Segment Start: ENTRIES SHOWN
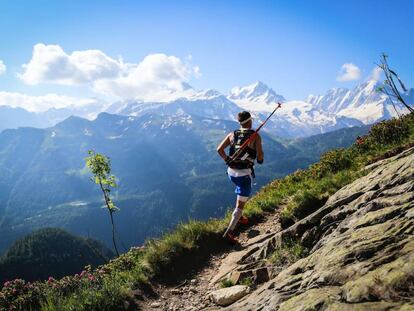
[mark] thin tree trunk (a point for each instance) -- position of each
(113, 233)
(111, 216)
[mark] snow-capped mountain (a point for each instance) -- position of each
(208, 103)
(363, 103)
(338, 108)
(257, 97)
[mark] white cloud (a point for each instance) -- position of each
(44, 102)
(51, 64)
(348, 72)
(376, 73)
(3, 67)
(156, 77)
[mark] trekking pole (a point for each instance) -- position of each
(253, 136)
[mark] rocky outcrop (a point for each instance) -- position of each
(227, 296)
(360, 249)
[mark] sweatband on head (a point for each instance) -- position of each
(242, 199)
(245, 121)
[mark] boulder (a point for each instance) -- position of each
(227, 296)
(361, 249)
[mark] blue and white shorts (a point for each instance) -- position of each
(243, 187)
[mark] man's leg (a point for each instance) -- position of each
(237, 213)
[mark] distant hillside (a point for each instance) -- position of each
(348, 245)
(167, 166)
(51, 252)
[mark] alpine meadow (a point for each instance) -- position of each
Segment End: ENTRIES SHOWN
Segment Start: ENTRIES SHOWN
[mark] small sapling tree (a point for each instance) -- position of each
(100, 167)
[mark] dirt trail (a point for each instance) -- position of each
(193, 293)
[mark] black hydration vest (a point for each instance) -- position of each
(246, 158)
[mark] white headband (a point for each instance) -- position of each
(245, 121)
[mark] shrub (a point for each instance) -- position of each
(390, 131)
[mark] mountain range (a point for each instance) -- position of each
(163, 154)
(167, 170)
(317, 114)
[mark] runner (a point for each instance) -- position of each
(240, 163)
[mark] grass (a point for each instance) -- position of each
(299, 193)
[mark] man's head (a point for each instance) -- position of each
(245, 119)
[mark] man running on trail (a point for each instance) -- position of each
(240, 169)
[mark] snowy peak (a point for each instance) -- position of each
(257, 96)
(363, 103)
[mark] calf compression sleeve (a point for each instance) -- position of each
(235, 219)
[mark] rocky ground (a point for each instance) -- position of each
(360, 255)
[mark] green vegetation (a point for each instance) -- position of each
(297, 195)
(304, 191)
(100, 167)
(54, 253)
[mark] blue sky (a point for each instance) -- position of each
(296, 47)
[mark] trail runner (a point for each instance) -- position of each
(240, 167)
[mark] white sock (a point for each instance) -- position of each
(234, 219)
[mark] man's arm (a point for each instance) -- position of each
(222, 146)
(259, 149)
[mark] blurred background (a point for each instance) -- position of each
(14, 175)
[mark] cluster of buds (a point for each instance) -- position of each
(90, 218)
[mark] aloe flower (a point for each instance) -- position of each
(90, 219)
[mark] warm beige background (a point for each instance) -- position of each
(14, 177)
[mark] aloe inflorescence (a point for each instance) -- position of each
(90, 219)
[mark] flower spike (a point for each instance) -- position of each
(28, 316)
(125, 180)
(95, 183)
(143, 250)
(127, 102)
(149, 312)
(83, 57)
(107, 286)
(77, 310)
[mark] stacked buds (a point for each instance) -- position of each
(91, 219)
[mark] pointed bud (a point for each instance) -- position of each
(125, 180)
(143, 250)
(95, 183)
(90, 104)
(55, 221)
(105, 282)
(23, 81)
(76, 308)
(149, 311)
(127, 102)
Segment End: ENTRIES SHOWN
Segment Start: ENTRIES SHOWN
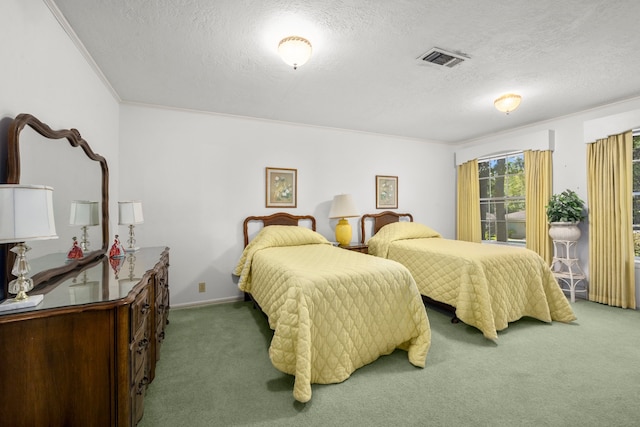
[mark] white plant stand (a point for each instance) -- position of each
Segment End: ENTRIES SHOWN
Write out exactly the lines above from the line with "[mark] thin tree" through the line with "[mark] alpine meadow", both of them included, and leave out all other lines.

TASK SOLUTION
[mark] thin tree trunk (a point for each instance) -- position of each
(113, 233)
(111, 216)
[mark] snow-capped mountain (a point for each instance) -- position of each
(208, 103)
(363, 103)
(338, 108)
(257, 97)
[mark] white cloud (a point for each instance) -- position of each
(44, 102)
(51, 64)
(348, 72)
(376, 73)
(3, 67)
(156, 77)
[mark] trekking pole (a point for each instance) -- position of each
(253, 136)
[mark] rocky outcrop (a point for each instance) -- position of each
(227, 296)
(360, 249)
[mark] sweatband on head (a point for each instance) -- position of each
(242, 199)
(245, 121)
[mark] boulder (a point for each instance) -- position of each
(227, 296)
(361, 249)
[mark] blue and white shorts (a point for each instance) -- position of each
(243, 187)
[mark] man's leg (a point for each instance) -- position of each
(237, 213)
[mark] distant hillside (a point for each instance) -- position of each
(348, 245)
(167, 166)
(51, 252)
[mark] alpine meadow (a point for each instance) -- position of each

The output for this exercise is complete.